___ Information supplied

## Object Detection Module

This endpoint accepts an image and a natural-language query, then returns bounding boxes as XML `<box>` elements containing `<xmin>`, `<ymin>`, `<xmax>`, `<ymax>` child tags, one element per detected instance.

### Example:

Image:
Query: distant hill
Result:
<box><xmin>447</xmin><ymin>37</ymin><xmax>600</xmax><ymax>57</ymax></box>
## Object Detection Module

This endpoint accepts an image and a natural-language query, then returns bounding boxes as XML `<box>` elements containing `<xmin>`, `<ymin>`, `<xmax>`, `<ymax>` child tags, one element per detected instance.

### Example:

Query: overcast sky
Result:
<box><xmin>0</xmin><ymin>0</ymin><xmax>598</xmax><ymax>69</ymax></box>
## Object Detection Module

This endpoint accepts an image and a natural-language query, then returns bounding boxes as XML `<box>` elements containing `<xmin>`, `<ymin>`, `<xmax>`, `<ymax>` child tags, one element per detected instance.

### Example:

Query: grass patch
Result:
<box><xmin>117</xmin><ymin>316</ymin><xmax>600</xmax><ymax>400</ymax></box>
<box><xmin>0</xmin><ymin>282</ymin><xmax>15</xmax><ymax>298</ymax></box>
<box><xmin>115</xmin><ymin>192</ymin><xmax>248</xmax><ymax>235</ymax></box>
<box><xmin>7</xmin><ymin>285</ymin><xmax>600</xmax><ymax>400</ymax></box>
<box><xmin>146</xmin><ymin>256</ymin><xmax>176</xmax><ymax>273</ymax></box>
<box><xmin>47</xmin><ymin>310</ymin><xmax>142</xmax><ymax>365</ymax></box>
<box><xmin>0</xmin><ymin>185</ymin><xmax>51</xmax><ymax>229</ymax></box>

______

The last part of the records is the answer, beginning at the line that holds "Query: distant hill" and including the final line, repeated exactly.

▶ **Response to the task**:
Query: distant hill
Result:
<box><xmin>447</xmin><ymin>37</ymin><xmax>600</xmax><ymax>57</ymax></box>
## Object Detection Module

This endpoint accepts an image and a natural-language query, then returns bounding boxes as XML `<box>` elements containing `<xmin>`, `<ymin>`, `<xmax>`, `<ymax>` child tags, one element per detected instance.

### Example:

Query: overcast sky
Result:
<box><xmin>0</xmin><ymin>0</ymin><xmax>598</xmax><ymax>69</ymax></box>
## Object Detection Module

This endpoint accepts an image and a natural-language query, then returns bounding boxes as XML `<box>` elements containing `<xmin>`, `<ymin>`, `<xmax>`, `<ymax>` child tags, one element per detected instance.

### Example:

Query: grass patch
Result:
<box><xmin>117</xmin><ymin>316</ymin><xmax>600</xmax><ymax>400</ymax></box>
<box><xmin>0</xmin><ymin>282</ymin><xmax>15</xmax><ymax>298</ymax></box>
<box><xmin>115</xmin><ymin>192</ymin><xmax>248</xmax><ymax>235</ymax></box>
<box><xmin>7</xmin><ymin>285</ymin><xmax>600</xmax><ymax>400</ymax></box>
<box><xmin>146</xmin><ymin>256</ymin><xmax>176</xmax><ymax>273</ymax></box>
<box><xmin>47</xmin><ymin>310</ymin><xmax>142</xmax><ymax>365</ymax></box>
<box><xmin>0</xmin><ymin>185</ymin><xmax>51</xmax><ymax>229</ymax></box>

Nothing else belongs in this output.